▶ **Required task**:
Repeat the listing below in full, exactly as it stands.

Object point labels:
Start
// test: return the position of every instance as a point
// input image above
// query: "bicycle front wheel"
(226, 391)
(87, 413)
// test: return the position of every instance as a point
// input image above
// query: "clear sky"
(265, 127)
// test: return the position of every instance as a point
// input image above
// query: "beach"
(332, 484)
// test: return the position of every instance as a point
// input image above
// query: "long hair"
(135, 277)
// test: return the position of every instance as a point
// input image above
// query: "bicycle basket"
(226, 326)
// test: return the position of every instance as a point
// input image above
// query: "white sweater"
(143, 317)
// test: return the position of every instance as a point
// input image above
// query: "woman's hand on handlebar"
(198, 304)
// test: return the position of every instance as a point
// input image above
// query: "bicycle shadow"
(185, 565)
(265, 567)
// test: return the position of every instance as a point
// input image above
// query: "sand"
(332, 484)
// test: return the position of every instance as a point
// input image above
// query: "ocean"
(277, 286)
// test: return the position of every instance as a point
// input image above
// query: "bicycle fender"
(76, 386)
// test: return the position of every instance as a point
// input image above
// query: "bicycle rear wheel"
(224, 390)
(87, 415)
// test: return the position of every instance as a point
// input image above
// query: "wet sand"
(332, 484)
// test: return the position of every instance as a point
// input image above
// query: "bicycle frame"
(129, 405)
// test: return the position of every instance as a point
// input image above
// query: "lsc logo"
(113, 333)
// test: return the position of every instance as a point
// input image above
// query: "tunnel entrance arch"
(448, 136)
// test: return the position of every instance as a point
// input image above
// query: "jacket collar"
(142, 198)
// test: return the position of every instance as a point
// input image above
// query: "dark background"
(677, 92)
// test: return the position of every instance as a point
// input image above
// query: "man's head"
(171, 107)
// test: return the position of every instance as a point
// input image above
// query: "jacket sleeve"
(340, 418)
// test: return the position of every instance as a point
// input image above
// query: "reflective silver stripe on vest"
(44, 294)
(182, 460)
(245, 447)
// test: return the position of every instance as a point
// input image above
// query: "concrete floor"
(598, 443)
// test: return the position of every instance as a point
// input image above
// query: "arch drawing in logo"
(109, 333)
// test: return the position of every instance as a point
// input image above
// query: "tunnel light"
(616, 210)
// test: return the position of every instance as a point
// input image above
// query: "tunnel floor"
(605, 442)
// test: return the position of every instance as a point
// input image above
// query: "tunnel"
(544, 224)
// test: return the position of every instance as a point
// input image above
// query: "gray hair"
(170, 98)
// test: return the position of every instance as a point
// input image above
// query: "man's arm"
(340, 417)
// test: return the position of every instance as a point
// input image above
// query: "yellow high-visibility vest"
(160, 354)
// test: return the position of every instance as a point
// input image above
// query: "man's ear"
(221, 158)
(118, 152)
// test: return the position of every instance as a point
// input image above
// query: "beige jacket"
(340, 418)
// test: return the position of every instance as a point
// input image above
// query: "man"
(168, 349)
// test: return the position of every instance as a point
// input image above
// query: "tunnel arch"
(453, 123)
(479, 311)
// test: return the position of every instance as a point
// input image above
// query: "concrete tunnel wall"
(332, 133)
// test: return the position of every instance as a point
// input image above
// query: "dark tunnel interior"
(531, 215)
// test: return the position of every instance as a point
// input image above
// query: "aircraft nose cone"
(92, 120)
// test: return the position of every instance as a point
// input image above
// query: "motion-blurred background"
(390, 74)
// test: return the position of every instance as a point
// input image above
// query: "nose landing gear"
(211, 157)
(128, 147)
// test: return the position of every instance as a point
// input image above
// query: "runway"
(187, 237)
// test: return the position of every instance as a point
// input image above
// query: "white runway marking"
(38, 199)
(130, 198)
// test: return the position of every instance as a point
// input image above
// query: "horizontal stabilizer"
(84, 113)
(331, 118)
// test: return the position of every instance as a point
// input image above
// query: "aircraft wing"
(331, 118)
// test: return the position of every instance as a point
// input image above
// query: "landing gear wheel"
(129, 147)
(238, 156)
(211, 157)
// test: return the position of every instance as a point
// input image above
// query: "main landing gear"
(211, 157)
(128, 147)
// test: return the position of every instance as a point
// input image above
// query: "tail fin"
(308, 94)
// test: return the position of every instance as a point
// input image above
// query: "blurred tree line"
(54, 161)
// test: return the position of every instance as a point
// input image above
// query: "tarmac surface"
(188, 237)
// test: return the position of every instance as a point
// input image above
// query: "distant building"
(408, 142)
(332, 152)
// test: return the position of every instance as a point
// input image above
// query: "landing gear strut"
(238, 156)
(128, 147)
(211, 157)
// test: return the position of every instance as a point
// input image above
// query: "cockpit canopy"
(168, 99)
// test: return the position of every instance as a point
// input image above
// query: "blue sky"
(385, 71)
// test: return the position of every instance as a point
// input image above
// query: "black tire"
End
▶ **Result of the task**:
// test: return the position of every instance as a point
// input image above
// query: "bicycle front wheel"
(226, 391)
(87, 413)
// test: return the position of every instance as a point
// input image above
// query: "clear sky"
(265, 127)
// test: return the position of every instance as a point
// input image above
// query: "beach"
(332, 484)
// test: return the position of every instance as a point
// input image above
// query: "long hair"
(135, 277)
// test: return the position of every instance as a point
// input image above
// query: "bicycle basket"
(226, 326)
// test: return the position of every instance as a point
// input image above
// query: "white sweater"
(143, 317)
// test: return the position of every instance as a point
// input image above
// query: "woman's hand on handlebar"
(198, 304)
// test: return the position of every instance as a point
// input image above
// query: "bicycle shadow"
(185, 565)
(265, 567)
// test: return the position of every instance as a point
// input image above
// query: "sand"
(332, 484)
// test: return the position of every instance as a point
// input image above
// query: "ocean"
(277, 286)
// test: return the position of every instance as a point
// input image above
// query: "bicycle fender"
(76, 386)
// test: return the position of every instance as a point
// input image above
// query: "bicycle rear wheel"
(224, 390)
(87, 415)
// test: return the position of every instance as a point
// input image above
// query: "wet sand"
(332, 484)
// test: return the position of every instance as a point
// input image above
// query: "bicycle frame"
(129, 405)
// test: return the position of every instance as a point
// input image above
// query: "lsc logo"
(113, 333)
// test: return the position of every instance as a point
// input image above
// query: "tunnel entrance arch"
(448, 136)
// test: return the position of every instance as a point
// input image above
// query: "jacket collar"
(142, 198)
// test: return the position of every instance as a point
// input image above
// query: "dark background"
(677, 92)
// test: return the position of every instance as a point
// input image above
// query: "man's head"
(171, 107)
// test: return the position of every instance as a point
// input image above
// query: "jacket sleeve"
(340, 418)
// test: return the position of every instance as a point
// input image above
// query: "reflective silver stripe on vest"
(44, 294)
(182, 460)
(245, 447)
// test: return the position of every instance as a point
// input image above
// query: "concrete floor"
(598, 443)
// test: return the position of every instance as a point
// input image above
// query: "arch drawing in logo"
(109, 333)
// test: return the position of every instance as a point
// input image above
// query: "tunnel light"
(616, 210)
// test: return the position of every instance as a point
// input image above
// query: "tunnel floor"
(605, 442)
// test: return the position of every instance as a point
// input image above
// query: "tunnel"
(544, 224)
// test: return the position of every instance as a point
// input image above
// query: "gray hair"
(170, 98)
// test: return the position of every instance as a point
// input image above
// query: "man's arm"
(340, 417)
// test: return the position of every instance as a point
// input image above
// query: "yellow high-visibility vest"
(160, 354)
// test: return the position of every instance as a point
// input image above
// query: "man's ear"
(221, 158)
(118, 152)
// test: return the position of every instance as a point
// input image above
// query: "beige jacket"
(340, 418)
// test: return the position of every instance as a point
// input image above
// query: "man"
(168, 349)
// test: return the position of every instance as a point
// input image above
// query: "tunnel arch"
(453, 123)
(479, 311)
// test: return the position of every instance as a point
// input image above
// query: "concrete tunnel wall"
(332, 133)
// test: return the position of every instance as a point
// input image above
// query: "dark tunnel interior"
(531, 215)
// test: return the position of every instance as a point
// input image above
// query: "aircraft nose cone"
(92, 120)
// test: return the position of every instance as a point
// input image above
// query: "motion-blurred background"
(390, 74)
// test: return the position of every instance as a point
// input image above
// query: "nose landing gear"
(211, 157)
(128, 147)
// test: return the position of every instance as a point
// input image above
// query: "runway"
(187, 237)
// test: return the position of every instance as a point
// input image above
// query: "white runway marking"
(38, 199)
(130, 198)
// test: return the position of every instance as a point
// input image above
// query: "horizontal stabilizer"
(84, 113)
(331, 118)
// test: return the position of every instance as a point
// input image above
// query: "aircraft wing"
(331, 118)
// test: return the position of every instance as a point
// input image above
// query: "landing gear wheel"
(129, 147)
(238, 156)
(211, 157)
// test: return the position of every instance as a point
// input image above
// query: "main landing gear"
(211, 157)
(128, 147)
// test: return the position of every instance as a point
// input image above
// query: "tail fin"
(308, 94)
// test: return the position of every instance as a point
// input image above
// query: "blurred tree line"
(54, 161)
// test: return the position of every instance as a point
// input image above
// query: "tarmac surface"
(188, 237)
// test: return the position of every instance as a point
// input image above
// query: "distant building"
(408, 142)
(332, 152)
// test: return the position of every instance as a point
// input image above
// query: "landing gear strut"
(238, 156)
(128, 147)
(211, 157)
// test: return the position of every instance as a point
// input image above
// query: "cockpit canopy"
(168, 99)
// test: return the position of every instance as a point
// input image above
// query: "blue sky"
(385, 71)
// test: return the position of every instance as a point
// input image above
// query: "black tire"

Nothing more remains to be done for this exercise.